▶ EXERCISE BRIEF
From the line containing "the fence post" down to the last line of the material below, copy each line exactly and leave out the rest.

▶ MATERIAL PROVIDED
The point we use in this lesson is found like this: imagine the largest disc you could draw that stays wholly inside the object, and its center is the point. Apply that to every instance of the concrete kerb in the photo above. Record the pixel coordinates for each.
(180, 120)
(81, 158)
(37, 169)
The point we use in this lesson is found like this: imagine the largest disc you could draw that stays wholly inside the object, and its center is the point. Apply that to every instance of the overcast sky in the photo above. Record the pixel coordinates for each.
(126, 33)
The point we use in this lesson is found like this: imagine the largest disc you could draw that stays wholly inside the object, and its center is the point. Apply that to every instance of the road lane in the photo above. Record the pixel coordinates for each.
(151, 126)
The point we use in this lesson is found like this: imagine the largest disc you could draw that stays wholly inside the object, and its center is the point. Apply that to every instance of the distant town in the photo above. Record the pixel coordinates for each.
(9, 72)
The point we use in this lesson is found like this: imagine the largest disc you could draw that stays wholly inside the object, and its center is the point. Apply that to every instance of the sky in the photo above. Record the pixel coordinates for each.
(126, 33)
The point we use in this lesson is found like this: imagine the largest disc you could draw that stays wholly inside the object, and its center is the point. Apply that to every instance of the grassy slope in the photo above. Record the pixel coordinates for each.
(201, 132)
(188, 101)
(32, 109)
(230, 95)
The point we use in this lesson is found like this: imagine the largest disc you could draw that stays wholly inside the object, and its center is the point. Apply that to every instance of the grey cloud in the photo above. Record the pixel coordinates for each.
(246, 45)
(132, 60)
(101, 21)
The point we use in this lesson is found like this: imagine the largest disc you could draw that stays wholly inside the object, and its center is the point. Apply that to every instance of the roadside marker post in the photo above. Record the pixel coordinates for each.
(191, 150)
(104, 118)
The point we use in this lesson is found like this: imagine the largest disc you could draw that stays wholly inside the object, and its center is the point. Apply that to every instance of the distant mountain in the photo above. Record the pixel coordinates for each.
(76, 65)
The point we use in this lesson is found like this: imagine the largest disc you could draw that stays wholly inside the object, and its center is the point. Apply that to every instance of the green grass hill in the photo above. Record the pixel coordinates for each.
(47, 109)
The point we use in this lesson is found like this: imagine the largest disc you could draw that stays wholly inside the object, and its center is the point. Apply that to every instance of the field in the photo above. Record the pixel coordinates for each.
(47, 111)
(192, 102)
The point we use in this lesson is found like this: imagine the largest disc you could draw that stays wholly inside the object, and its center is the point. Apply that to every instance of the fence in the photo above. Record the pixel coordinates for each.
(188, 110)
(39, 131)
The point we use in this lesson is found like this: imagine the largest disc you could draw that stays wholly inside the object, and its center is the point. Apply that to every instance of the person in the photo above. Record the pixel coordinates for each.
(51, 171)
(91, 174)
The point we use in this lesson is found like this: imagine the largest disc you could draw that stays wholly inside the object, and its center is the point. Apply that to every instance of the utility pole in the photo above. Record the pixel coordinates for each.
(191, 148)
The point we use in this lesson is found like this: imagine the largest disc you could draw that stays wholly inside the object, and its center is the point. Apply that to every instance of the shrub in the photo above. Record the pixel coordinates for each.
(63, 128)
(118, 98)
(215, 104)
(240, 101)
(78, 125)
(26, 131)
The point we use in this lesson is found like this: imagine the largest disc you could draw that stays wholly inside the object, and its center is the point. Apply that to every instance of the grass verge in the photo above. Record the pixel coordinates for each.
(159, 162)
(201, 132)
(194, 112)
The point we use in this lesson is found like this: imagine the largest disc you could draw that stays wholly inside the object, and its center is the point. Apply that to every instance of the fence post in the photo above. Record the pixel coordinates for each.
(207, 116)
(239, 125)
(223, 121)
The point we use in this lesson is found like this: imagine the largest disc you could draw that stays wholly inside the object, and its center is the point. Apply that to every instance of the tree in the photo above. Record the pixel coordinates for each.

▶ SOLUTION FOR THIS EXERCISE
The point we use in this lesson is found like this: imagine the largest disc you could draw that stays wholly inside the object, and its center is the point. Apply that to every instance of the fence post in the photo above. Record the pixel coordinates for each.
(207, 116)
(239, 125)
(223, 121)
The point we use in this lesson is found like this: imagine the largest disc you could draw that stays wholly inside the object, and its center is the point. Apply that to every instance of the tree in the photo above. Record the pixel coordinates for each.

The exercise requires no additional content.